What lines of the data below hold the string "Given"? Copy each one out.
======== Material for this exercise
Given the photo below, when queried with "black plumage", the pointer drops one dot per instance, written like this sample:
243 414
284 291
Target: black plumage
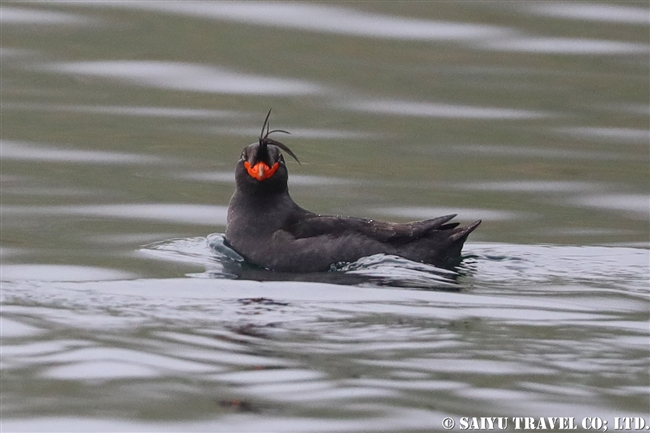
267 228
================
======== Material for this exercise
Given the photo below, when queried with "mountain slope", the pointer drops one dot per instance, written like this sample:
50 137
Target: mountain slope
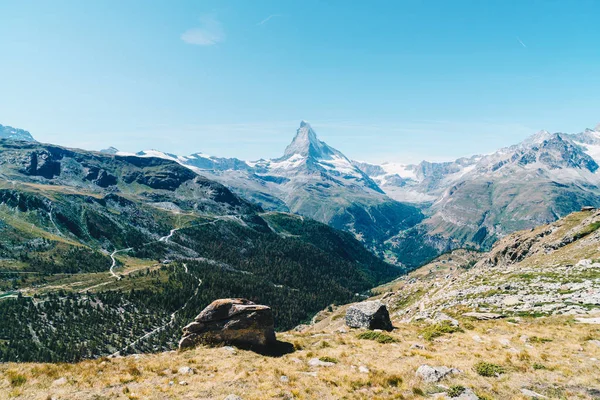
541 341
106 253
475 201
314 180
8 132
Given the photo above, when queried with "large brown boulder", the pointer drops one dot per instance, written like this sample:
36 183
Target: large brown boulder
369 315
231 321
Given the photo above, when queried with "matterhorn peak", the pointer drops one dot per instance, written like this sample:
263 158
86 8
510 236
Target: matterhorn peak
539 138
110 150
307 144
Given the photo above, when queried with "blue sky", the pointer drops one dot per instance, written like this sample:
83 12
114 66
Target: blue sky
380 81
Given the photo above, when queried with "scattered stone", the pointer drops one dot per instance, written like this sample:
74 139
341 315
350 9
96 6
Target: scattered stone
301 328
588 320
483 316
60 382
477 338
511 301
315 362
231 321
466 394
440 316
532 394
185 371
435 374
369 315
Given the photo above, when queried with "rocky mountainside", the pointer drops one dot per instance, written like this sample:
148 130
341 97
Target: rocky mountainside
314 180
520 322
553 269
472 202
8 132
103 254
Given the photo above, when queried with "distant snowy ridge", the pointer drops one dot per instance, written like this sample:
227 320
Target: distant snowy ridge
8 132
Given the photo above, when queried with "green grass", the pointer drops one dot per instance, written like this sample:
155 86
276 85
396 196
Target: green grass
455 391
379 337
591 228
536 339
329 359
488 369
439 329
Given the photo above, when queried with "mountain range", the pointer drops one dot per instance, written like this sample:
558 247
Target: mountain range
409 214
================
Response to the exercise.
Given the photo below, when queried with "black plumage", the pointer drops one dot per instance, written like this sample:
Given the photo below, when queried with "mountain slope", the pointer drops one dot per instance, written like this sample:
Given the photo above, when queried with "large brown boulder", the pointer drops one dot per instance, written like this sample:
Given the photo above, when queried with "matterhorn peak", the pointer drops one dot per instance, written like this sample:
Given the photo above, when queried with "blue sky", the pointer drops one dot per instance, written like this sample:
Given the photo above, when queried with "scattered stone", the pointer drops one dot per instance, written like this sample:
Given the photo above, when queried with "rocky mountainside", the pointer drops one dot per instance, written like this sample:
Given the photo above, when queried with "distant snowy ridge", the pointer drops one dot per instance, written like this sample:
Given the photo above, when queried with "green grass", the pointer drops one dot per instance, written like this sample:
Given the photo above, when queried with "mountain range", the pointer drops one dot per instance, written like this sample:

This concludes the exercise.